-- START Extracted entries --

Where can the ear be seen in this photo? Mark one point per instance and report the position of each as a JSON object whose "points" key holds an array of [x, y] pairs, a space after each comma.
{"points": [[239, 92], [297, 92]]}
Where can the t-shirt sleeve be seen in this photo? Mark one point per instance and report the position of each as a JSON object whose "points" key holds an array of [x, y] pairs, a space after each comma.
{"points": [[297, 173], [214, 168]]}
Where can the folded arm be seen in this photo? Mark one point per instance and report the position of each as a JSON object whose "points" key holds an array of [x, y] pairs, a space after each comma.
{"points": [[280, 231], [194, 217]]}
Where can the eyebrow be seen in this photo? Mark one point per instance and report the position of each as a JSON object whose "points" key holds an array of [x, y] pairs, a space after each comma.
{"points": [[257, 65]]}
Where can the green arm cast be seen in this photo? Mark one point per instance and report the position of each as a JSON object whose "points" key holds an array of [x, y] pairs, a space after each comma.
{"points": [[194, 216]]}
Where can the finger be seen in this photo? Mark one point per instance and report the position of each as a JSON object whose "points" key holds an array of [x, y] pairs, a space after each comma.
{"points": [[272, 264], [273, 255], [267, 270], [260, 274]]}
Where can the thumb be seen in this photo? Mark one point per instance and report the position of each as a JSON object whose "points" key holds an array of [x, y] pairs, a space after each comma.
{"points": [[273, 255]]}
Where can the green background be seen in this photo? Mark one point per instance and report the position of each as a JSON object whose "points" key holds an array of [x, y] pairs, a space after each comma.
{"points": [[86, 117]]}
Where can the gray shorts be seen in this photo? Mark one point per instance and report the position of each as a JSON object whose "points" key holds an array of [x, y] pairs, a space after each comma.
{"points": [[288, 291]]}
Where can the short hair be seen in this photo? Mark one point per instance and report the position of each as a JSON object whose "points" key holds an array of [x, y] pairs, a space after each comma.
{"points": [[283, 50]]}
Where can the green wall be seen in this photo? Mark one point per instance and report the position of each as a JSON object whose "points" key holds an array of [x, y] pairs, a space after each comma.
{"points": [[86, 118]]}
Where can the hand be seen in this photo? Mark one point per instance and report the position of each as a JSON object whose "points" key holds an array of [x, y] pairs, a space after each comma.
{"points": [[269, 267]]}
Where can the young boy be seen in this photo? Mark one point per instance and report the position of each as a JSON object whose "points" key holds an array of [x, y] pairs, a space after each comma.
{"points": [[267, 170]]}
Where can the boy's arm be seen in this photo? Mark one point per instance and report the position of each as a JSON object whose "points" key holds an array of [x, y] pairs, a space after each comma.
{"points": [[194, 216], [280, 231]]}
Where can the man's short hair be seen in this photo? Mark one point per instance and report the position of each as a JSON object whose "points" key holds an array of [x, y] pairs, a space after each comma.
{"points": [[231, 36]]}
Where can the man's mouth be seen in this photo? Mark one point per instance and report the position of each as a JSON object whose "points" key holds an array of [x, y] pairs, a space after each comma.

-- END Extracted entries --

Rescale the lines between the one containing "Where can the boy's" and the last line, inclusive. Write each of those lines out again in full, with every point coordinate in the answers multiplied by 1.1 and rounded to a whole number, halves rounded up.

Where can the boy's arm be seen in this photo? Mark one point per instance and report the position of each as a JSON object whose "points" key holds an array of [x, y] pairs, a space after each comma.
{"points": [[213, 238], [308, 254]]}
Where can the man's short hair be seen in this photo? Mark one point per instance and report the position of each as a JSON object whose "points" key holds an array of [x, y] pairs, a space after each comma.
{"points": [[254, 40]]}
Where can the man's mouth be seen in this photo? Mark one point per instance and report the position of each as a JSON object whose "points" key holds an array of [x, y] pairs, a space after each comma.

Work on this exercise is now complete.